- [EXERCISE]: What changes to the station does the passage on the Uelzen station say came from the 2006–2007 modernization? List every one.

After the station was heavily damaged as a result of the Second World War and various additions and renovations, the station lost its original structural style. In the mid-1990s, an improved renovation was conceptualized. The main focus was to change the station to be "environmentally and culturally oriented". The first step of the redesign, completed in 1997, was to install photovoltaic cells on the roof of the station. Further additions included the removal of the unused tracks and rail yard areas.

On December 16, 1999, the developmental concept put forth by Bahnhof Uelzen e.V. was publicized for the worldwide Expo 2000. In addition to various local authorities, the project was supported by the Deutsche Bahn. The focus of the project was the transformation of the building and the platforms following the plans of the Viennese architect Friedensreich Hundertwasser.

On November 25, 2000, the new station was ceremoniously dedicated. Since then, it has become a tourist attraction and welcomes over 450,000 visitors every year. As part of the "Niedersachsen ist am Zug!" ("It’s Lower Saxony’s Turn / Lower Saxony Rides the Train!") developmental program promoted by the federal government and Lower Saxony between 2006 and 2007, the station was modernized at a price of €5 million. Through this modernization, all platforms were brought up to code and outfitted with provisions for physically disabled patrons. Furthermore, unfinished details from Hundertwasser's original design were realized.

- [SOURCE DATA]:
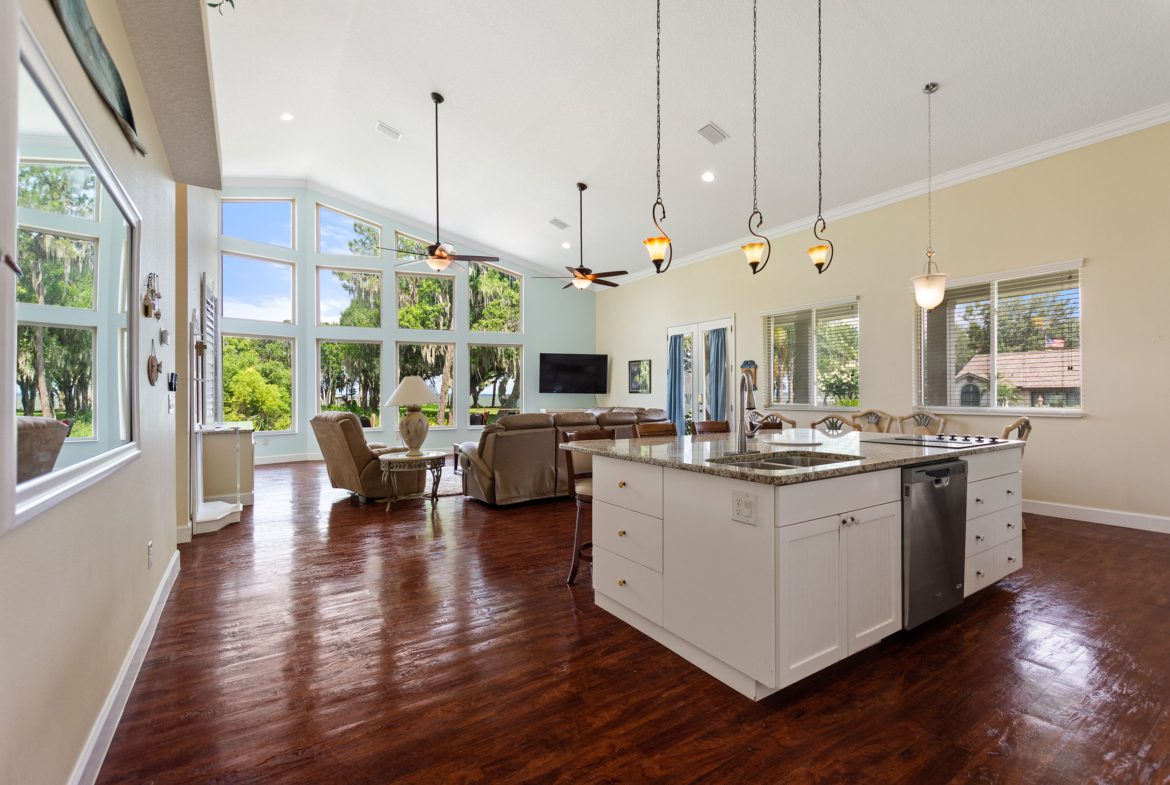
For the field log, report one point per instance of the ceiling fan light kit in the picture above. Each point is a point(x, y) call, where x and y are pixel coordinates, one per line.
point(659, 247)
point(930, 287)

- [RESPONSE AREA]:
- All platforms were brought up to code.
- The platforms were outfitted with provisions for physically disabled patrons.
- Unfinished details from Hundertwasser's original design were realized.